* begin Dataset entries *
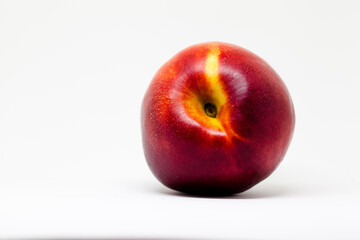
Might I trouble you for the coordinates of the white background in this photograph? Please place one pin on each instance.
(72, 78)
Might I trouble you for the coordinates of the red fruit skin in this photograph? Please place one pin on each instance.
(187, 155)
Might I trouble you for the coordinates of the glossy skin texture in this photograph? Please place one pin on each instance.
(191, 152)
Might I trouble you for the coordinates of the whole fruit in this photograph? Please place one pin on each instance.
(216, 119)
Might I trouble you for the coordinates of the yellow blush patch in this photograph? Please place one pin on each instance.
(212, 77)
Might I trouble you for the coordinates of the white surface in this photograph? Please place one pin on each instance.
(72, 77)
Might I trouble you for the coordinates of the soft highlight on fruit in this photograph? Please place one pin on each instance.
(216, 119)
* end Dataset entries *
* begin Dataset entries *
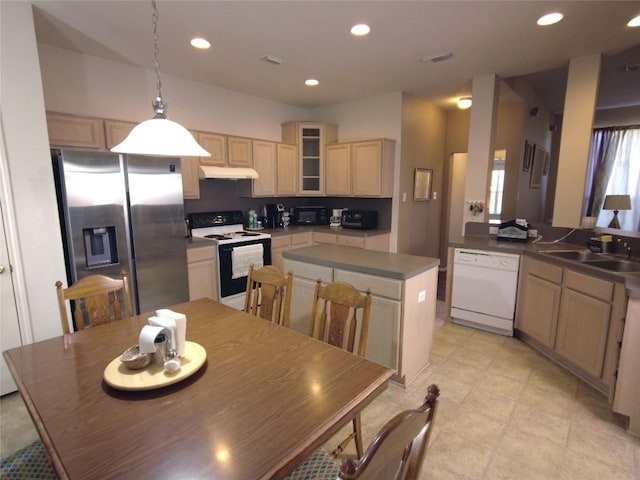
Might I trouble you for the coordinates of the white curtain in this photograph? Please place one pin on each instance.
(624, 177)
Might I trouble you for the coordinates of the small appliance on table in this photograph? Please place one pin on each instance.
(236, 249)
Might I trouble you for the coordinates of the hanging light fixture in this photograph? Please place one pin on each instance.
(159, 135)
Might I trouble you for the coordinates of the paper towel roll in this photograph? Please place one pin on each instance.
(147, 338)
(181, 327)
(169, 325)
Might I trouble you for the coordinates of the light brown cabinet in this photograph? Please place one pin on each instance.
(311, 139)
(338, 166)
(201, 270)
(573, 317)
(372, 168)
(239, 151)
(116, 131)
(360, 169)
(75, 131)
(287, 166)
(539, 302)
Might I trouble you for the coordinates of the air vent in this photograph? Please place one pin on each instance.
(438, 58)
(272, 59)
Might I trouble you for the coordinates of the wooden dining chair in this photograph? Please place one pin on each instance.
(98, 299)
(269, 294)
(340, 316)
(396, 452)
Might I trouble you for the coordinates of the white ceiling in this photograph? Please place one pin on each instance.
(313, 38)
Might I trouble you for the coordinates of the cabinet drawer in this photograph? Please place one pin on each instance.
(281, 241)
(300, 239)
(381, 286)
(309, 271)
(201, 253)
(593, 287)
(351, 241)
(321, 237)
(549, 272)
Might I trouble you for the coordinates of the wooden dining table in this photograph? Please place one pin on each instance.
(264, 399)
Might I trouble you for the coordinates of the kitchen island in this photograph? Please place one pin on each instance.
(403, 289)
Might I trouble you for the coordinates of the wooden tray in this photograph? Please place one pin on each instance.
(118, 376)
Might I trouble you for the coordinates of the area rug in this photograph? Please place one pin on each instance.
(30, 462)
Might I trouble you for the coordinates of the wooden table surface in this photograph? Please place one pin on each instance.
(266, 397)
* end Dataset entries *
* begin Dataset entries *
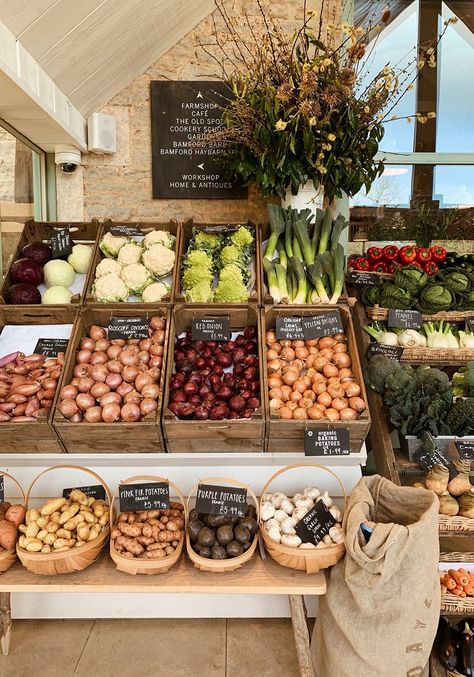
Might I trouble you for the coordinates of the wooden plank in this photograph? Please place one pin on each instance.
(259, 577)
* end Dataset entries *
Gather every line of the records above that contains the string "skin", treating uppercase and lowercase letters as distinct.

Might I trouble you for the coordinates of the red fruit skin in this photograph? Please place one pin on each instance.
Might I trouble you for the coordinates of the glossy skin texture in this photograph? Please place one pin on each instance.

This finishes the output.